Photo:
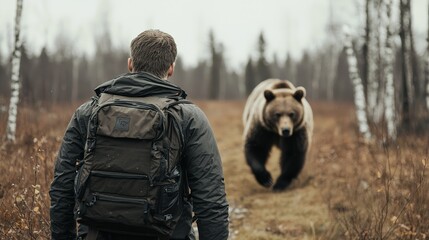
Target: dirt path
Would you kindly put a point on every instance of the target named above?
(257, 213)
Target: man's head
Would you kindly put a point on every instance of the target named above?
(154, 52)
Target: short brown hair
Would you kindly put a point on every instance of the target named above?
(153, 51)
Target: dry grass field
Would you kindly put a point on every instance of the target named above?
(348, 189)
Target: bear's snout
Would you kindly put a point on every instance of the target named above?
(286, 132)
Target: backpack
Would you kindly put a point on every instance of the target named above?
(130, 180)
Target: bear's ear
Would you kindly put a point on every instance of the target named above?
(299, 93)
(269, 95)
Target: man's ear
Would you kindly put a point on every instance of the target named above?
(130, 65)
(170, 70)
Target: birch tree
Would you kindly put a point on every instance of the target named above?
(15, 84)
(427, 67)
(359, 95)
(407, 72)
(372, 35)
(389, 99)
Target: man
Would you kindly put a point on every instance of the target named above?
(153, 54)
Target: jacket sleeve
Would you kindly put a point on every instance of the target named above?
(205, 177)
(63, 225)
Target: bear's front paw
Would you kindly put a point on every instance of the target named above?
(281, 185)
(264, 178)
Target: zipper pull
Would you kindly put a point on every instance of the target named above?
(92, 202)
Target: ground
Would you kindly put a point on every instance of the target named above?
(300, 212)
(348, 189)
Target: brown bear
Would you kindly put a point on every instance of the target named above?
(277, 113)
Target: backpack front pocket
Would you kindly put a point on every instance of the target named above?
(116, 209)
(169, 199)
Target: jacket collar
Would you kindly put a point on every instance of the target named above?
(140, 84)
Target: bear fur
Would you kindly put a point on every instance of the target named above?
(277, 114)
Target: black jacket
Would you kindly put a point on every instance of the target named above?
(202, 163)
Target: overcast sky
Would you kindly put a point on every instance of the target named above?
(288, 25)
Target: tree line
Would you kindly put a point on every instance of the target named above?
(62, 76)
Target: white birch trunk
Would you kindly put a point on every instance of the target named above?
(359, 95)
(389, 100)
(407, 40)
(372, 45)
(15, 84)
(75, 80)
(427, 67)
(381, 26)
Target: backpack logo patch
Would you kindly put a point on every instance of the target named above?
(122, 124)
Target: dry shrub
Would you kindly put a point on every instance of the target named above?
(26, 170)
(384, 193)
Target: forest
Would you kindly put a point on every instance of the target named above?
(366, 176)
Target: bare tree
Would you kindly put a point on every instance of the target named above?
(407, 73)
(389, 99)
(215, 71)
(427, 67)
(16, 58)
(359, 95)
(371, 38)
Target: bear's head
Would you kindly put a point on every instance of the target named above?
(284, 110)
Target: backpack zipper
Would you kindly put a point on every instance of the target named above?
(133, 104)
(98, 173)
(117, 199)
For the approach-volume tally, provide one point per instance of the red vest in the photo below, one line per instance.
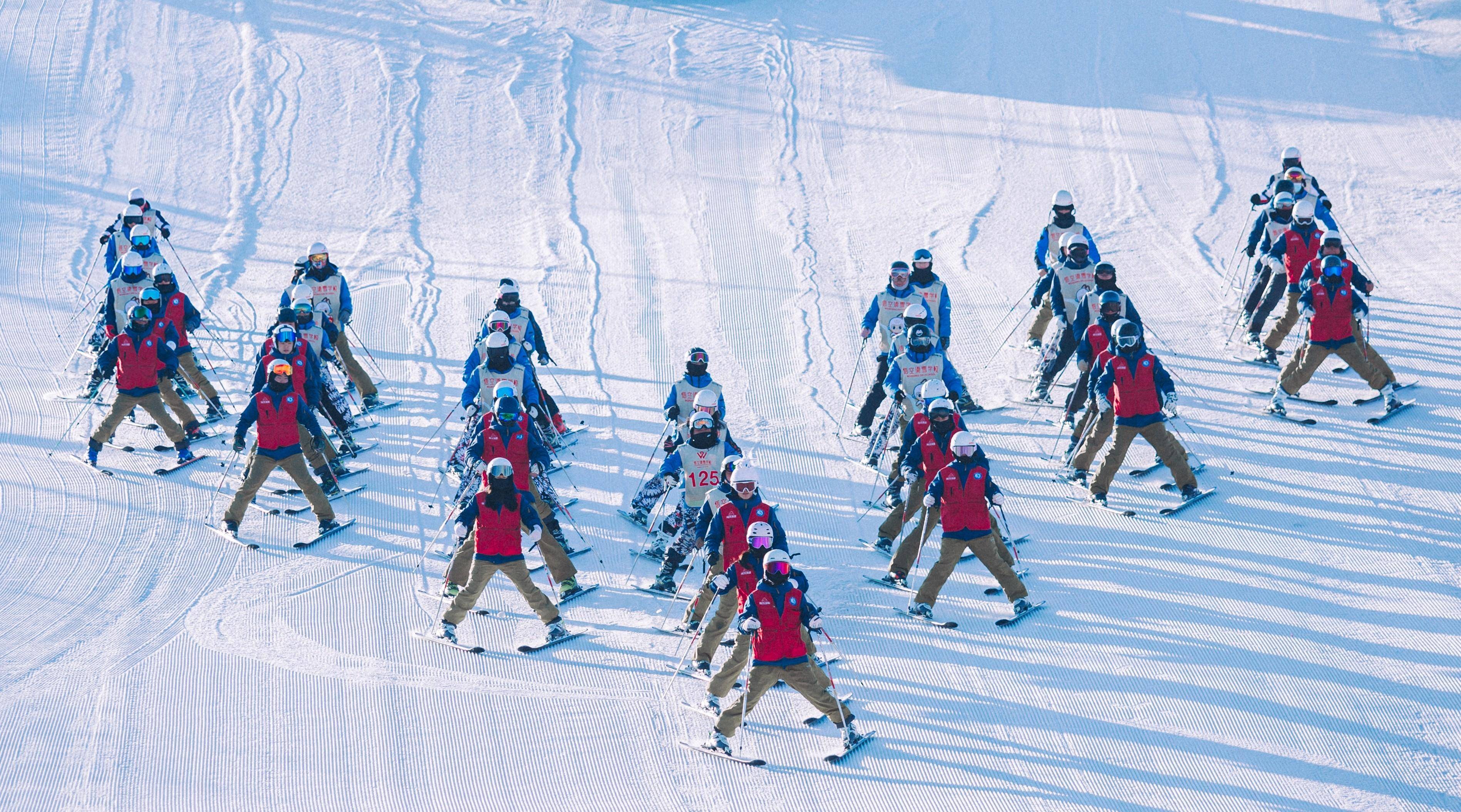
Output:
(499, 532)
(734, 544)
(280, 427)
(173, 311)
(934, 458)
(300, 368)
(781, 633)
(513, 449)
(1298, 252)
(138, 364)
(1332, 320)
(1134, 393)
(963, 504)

What needs to be done
In the answer, the entries should be restated verbatim, with all pictures omitted.

Solution for this task
Photo:
Target: dirt path
Would you kindly put a point on every instance of the target named above?
(257, 213)
Target: man's head
Would you kindly put a point on every instance of the target named above?
(154, 52)
Target: short brown hair
Would you kindly put a point on every instance of the target named above?
(153, 51)
Target: dry grass field
Would you kindly put a point on every instance of the target named above?
(348, 189)
Target: bear's snout
Would you kindly put a point on every instance of the target named above?
(286, 132)
Target: backpack
Would you kindly put a point on every instance of the target named above?
(130, 180)
Target: bear's ear
Would you kindly put a point on every instance of the target named above?
(299, 93)
(269, 95)
Target: man's ear
Would you kindly put a point on every instance of the target named above?
(130, 65)
(170, 70)
Target: birch tree
Would you kindly put a point on every instance of the target named above?
(15, 84)
(427, 67)
(359, 95)
(407, 72)
(372, 35)
(389, 99)
Target: man
Would you kindly put a point on every instance of the target named above?
(153, 54)
Target: jacket sleeve
Would you kindly put a point on every instance of the target named above?
(205, 177)
(63, 225)
Target: bear's front paw
Would you kindly put a point on every instance of the target named above?
(281, 185)
(264, 178)
Target: zipper pull
Would you kindly put a point on every instance of the target named above?
(92, 202)
Target: ground
Would you kindly put a point on every instance of the target named above?
(300, 212)
(348, 189)
Target: brown bear
Would you kindly put a point on every instance of the target named above?
(277, 113)
Target: backpack front pocket
Would you kindly put a point on every instance of the target named above?
(116, 209)
(169, 199)
Target: jacket collar
Would you kindly put a point on every instance of the target named above?
(140, 84)
Target: bear fur
Would you kindly put a point on every instance of the target named above?
(277, 114)
Target: black jacket
Would you kindly put a point on every instance of the target named above?
(202, 163)
Target: overcast sky
Would you kindly put a point on every instance of the target named above?
(288, 25)
Target: tree line
Would you kindly put a point on every instance of the target named above?
(62, 76)
Target: white birch trunk
Would you kindly put a point on every instance of the target named above?
(359, 95)
(389, 100)
(407, 40)
(372, 45)
(15, 84)
(75, 80)
(427, 67)
(381, 26)
Target: backpack logo patch
Would you kindly put a point on every instance of the target named above?
(122, 124)
Target: dry shrub
Would you kindly put a point on every instance of the target named above?
(26, 170)
(384, 193)
Target: forest
Would you kindly put a point on every instance of the target named above?
(366, 176)
Target: bare tree
Would you kindly put a point on every instance of the target named above?
(407, 73)
(389, 99)
(215, 71)
(427, 67)
(16, 58)
(359, 95)
(371, 38)
Target: bear's head
Would you kindly put a point on every instance of the target named above?
(284, 110)
Target: backpack zipper
Would you kindly put a point on every instance of the target named above?
(133, 104)
(98, 173)
(117, 199)
For the approach-volume tally, provide one point per instance of the red vest in the photo below, one line per instance.
Output:
(499, 532)
(734, 544)
(280, 427)
(173, 311)
(934, 458)
(300, 368)
(781, 633)
(513, 449)
(1298, 252)
(138, 364)
(1332, 320)
(1134, 393)
(963, 504)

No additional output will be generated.